### Stored dataset items:
○ ○ ○
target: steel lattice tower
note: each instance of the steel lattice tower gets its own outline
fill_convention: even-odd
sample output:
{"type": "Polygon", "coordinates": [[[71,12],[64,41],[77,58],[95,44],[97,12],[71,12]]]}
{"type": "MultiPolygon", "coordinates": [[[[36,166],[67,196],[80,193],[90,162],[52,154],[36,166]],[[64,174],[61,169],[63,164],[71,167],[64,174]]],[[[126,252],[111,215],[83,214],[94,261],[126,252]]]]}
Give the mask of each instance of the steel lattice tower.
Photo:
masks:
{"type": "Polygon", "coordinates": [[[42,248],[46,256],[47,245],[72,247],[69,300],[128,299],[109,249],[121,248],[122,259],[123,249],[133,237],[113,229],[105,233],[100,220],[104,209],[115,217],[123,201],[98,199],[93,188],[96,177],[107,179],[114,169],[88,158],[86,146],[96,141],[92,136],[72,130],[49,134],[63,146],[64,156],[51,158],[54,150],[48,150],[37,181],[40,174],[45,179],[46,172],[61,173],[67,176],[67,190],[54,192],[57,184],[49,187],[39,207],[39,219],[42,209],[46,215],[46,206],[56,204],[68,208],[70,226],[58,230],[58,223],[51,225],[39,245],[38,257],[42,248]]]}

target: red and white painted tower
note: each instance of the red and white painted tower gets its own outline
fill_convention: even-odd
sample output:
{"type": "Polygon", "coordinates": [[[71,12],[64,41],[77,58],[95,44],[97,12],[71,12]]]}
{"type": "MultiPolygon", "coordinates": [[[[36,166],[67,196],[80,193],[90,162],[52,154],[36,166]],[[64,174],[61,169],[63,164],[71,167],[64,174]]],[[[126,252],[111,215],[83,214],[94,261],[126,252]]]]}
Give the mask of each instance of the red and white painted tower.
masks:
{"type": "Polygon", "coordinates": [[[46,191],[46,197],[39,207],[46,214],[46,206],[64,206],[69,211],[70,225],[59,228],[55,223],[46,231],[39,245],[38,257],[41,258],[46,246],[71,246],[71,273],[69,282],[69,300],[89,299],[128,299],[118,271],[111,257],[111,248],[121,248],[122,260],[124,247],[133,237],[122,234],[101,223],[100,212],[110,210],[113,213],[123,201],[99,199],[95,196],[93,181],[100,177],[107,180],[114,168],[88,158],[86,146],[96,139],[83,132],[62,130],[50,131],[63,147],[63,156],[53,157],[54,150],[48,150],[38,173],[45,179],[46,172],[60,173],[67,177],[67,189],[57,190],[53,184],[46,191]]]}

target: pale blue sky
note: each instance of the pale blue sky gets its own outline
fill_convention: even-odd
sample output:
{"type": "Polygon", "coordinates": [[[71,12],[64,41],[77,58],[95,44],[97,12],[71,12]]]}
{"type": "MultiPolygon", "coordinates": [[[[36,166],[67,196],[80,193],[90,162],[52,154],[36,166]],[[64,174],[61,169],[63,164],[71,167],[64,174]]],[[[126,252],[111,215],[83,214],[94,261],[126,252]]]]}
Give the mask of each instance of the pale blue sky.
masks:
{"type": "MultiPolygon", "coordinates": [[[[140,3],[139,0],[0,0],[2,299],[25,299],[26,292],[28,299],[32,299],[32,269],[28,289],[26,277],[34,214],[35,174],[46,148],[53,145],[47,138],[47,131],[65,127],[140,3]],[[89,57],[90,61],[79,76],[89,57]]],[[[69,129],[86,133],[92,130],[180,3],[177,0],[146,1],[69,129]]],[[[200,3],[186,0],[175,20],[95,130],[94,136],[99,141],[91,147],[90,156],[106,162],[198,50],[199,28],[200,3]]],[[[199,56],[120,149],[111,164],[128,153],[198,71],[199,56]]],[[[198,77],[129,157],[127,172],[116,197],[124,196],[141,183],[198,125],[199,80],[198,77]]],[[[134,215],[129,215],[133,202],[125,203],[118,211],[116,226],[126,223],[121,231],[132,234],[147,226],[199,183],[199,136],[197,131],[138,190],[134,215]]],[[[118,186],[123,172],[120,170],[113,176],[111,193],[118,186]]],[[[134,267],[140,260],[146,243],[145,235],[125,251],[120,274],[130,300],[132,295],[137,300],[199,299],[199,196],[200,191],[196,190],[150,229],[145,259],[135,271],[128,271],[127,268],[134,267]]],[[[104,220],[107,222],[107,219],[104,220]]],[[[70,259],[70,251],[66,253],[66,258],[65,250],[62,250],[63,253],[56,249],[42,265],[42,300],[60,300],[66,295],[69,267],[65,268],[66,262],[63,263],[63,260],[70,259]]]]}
○ ○ ○
Please reproduce the entire listing, exactly as shown.

### WRITTEN RESPONSE:
target: steel lattice tower
note: each instance of the steel lattice tower gets its own outline
fill_convention: even-odd
sample output:
{"type": "Polygon", "coordinates": [[[71,12],[64,41],[77,58],[95,44],[97,12],[71,12]]]}
{"type": "MultiPolygon", "coordinates": [[[[36,166],[67,196],[80,193],[90,162],[52,154],[36,166]],[[64,174],[61,169],[63,164],[71,167],[64,174]]],[[[126,252],[111,215],[83,214],[94,261],[126,252]]]]}
Give the mask of each instance of the steel lattice tower.
Photo:
masks:
{"type": "Polygon", "coordinates": [[[42,248],[46,256],[47,245],[72,247],[69,300],[128,299],[109,249],[121,248],[122,259],[123,249],[133,237],[113,229],[105,233],[100,220],[104,209],[115,217],[123,201],[98,199],[93,188],[96,177],[107,179],[114,169],[88,158],[86,146],[96,141],[92,136],[72,130],[49,134],[63,146],[64,156],[51,158],[54,150],[48,150],[37,181],[40,174],[45,179],[46,172],[61,173],[67,176],[67,190],[54,192],[57,184],[49,187],[39,207],[39,219],[42,209],[46,215],[46,206],[56,204],[68,208],[70,226],[58,230],[58,223],[51,225],[39,245],[38,257],[42,248]]]}

target: red and white painted tower
note: each instance of the red and white painted tower gets its own outline
fill_convention: even-odd
sample output:
{"type": "Polygon", "coordinates": [[[71,12],[64,41],[77,58],[95,44],[97,12],[71,12]]]}
{"type": "MultiPolygon", "coordinates": [[[[36,166],[67,196],[80,193],[90,162],[52,154],[36,166]],[[64,174],[61,169],[63,164],[71,167],[64,174]]],[[[126,252],[111,215],[83,214],[94,261],[126,252]]]]}
Give the mask of each instance of the red and white painted tower.
masks:
{"type": "Polygon", "coordinates": [[[46,191],[46,197],[39,207],[46,214],[46,206],[64,206],[69,211],[70,225],[59,228],[55,223],[46,231],[39,245],[38,257],[41,258],[46,246],[71,246],[71,273],[69,282],[69,300],[89,299],[128,299],[118,271],[111,257],[111,248],[121,248],[122,260],[124,247],[133,237],[122,234],[101,223],[100,212],[110,210],[113,213],[123,201],[99,199],[95,196],[93,181],[100,177],[107,180],[114,168],[88,158],[86,146],[96,139],[83,132],[62,130],[50,131],[63,147],[63,156],[53,157],[54,150],[48,150],[38,173],[45,179],[46,172],[60,173],[67,177],[67,189],[57,190],[53,184],[46,191]]]}

target: pale blue sky
note: each instance of the pale blue sky gets its own outline
fill_convention: even-odd
sample output:
{"type": "Polygon", "coordinates": [[[71,12],[64,41],[77,58],[95,44],[97,12],[71,12]]]}
{"type": "MultiPolygon", "coordinates": [[[[36,166],[67,196],[80,193],[90,162],[52,154],[36,166]],[[64,174],[61,169],[63,164],[71,167],[64,174]]],[[[126,252],[111,215],[83,214],[94,261],[126,252]]]]}
Give the mask of each instance of the pale blue sky.
masks:
{"type": "MultiPolygon", "coordinates": [[[[140,3],[139,0],[0,0],[2,299],[25,299],[26,292],[28,299],[32,299],[32,269],[28,289],[26,277],[34,214],[35,174],[46,148],[53,145],[47,138],[47,131],[65,127],[140,3]],[[89,57],[90,61],[79,76],[89,57]]],[[[69,129],[86,133],[92,130],[180,3],[177,0],[146,1],[69,129]]],[[[200,3],[186,0],[175,20],[95,130],[94,136],[99,141],[91,147],[90,156],[106,162],[198,50],[199,28],[200,3]]],[[[199,56],[120,149],[111,164],[128,153],[198,71],[199,56]]],[[[198,77],[129,157],[127,172],[116,197],[124,196],[141,183],[198,125],[199,80],[198,77]]],[[[134,215],[129,215],[133,202],[125,203],[118,211],[116,226],[126,223],[121,231],[132,234],[147,226],[199,183],[199,136],[197,131],[138,190],[134,215]]],[[[118,186],[123,172],[120,170],[113,176],[111,193],[118,186]]],[[[134,267],[140,260],[146,243],[145,235],[125,251],[120,274],[130,300],[132,295],[137,300],[199,299],[199,196],[200,191],[196,190],[150,229],[145,259],[135,271],[128,271],[127,268],[134,267]]],[[[104,220],[107,222],[107,219],[104,220]]],[[[70,259],[70,251],[66,253],[66,258],[65,250],[62,250],[63,253],[56,249],[42,265],[42,300],[60,300],[66,295],[69,267],[65,268],[66,262],[63,263],[63,260],[70,259]]]]}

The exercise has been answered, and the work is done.